Please copy these items again, replacing "pendant shade" with "hanging lamp" and changing nothing else.

* _Given entries_:
────────────────────

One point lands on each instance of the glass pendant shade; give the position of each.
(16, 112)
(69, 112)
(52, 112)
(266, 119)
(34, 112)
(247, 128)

────────────────────

* _Worked solution_:
One point lands on each instance of the glass hanging lamp; give the position of each.
(16, 112)
(69, 112)
(52, 112)
(266, 119)
(34, 112)
(247, 128)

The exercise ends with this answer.